### Extrait du texte
##########

Investir dans l’éducation, c’est permettre à un pays de s’enrichir, notamment par une augmentation des gains de productivité. L’OCDE l’a encore rappelé en septembre dernier. Nous ne pouvons que déplorer l’absence de prise en compte des recommandations de cette instance internationale par le Gouvernement.
Je vous le demande en effet, monsieur le ministre : avec une hausse de 1, 5 % du budget de l’enseignement scolaire, hausse équivalente à l’inflation, peut-on sérieusement prétendre que nous traitons l’éducation comme un secteur d’avenir de notre pays ? Les 61, 79 milliards d’euros que vous nous proposez n’atteignent même pas les objectifs prévus au titre de la programmation pluriannuelle 2009-2011, à savoir 63, 2 milliards d’euros.
La mission « Enseignement scolaire », loin de représenter une priorité, est emblématique des économies réalisées par le Gouvernement, même si elle absorbe 21, 6 % des crédits de paiement du budget général de l’État.
Pour masquer les nombreuses coupes sévères, des expérimentations sont régulièrement annoncées dans les médias, comme le dispositif CLAIR, les internats d’excellence, les ERS. Mais ce ne sont pas ces quelques initiatives créées dans la précipitation – on en voit parfois les résultats – et sans concertation avec les personnels concernés qui nous permettront de faire oublier les accablants résultats décriés par les rapports et classements nationaux et internationaux.
Permettez-moi seulement de vous rappeler que, parmi les élèves de quinze ans de trente pays européens, la France occupe désormais le dix-septième rang pour la compréhension de l’écrit et la culture mathématique et le dix-neuvième rang pour la culture scientifique. Quelques expérimentations ciblées ne font donc que masquer l’absence de la véritable politique globale d’éducation dont notre pays a besoin.
Les conséquences des sacrifices de l’éducation nationale sont nombreuses.
La réduction continue des postes depuis cinq ans, alors que les effectifs d’élèves sont en constante augmentation, est la preuve même que le Gouvernement n’a qu’une obsession : faire des économies ! Vous avez déjà supprimé près de 50 000 postes en quatre ans et vous voulez encore en éliminer 16 000 en 2011. Comment pensez-vous être crédible lorsque vous prétendez que l’éducation reste une priorité du Gouvernement ?

##########

### Liste

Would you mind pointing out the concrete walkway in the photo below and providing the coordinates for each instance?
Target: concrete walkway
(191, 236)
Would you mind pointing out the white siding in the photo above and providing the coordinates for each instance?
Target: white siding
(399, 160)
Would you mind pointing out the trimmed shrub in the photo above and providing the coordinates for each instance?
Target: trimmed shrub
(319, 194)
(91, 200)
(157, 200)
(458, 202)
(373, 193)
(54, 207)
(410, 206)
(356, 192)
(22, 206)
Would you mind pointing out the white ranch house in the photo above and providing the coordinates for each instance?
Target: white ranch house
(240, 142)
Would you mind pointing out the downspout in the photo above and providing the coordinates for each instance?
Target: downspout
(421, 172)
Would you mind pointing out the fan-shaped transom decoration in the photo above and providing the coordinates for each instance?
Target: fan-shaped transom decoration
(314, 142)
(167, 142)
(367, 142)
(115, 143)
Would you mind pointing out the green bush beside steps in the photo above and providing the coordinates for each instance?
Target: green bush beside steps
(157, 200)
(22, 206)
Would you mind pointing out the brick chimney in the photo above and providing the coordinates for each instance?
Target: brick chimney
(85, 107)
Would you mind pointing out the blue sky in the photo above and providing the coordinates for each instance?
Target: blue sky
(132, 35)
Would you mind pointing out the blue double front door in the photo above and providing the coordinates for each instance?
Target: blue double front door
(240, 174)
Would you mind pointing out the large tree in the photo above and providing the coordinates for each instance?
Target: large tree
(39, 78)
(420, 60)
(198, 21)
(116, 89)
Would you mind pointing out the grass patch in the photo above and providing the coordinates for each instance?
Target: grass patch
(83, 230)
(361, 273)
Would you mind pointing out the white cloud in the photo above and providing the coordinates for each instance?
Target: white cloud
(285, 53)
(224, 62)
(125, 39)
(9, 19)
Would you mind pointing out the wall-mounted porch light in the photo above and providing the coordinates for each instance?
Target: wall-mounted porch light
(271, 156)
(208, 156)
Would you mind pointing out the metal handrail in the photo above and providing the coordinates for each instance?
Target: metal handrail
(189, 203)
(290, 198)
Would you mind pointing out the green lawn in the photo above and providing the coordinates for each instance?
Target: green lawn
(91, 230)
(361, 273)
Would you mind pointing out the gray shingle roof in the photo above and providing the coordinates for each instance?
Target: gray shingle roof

##########

### Objet de l'exercice
Recopiez fidèlement le passage du discours sur le budget de l'enseignement scolaire, de « Investir dans l’éducation, c’est » jusqu'à « par le Gouvernement. ».

### Réponse attendue
Investir dans l’éducation, c’est permettre à un pays de s’enrichir, notamment par une augmentation des gains de productivité. L’OCDE l’a encore rappelé en septembre dernier. Nous ne pouvons que déplorer l’absence de prise en compte des recommandations de cette instance internationale par le Gouvernement.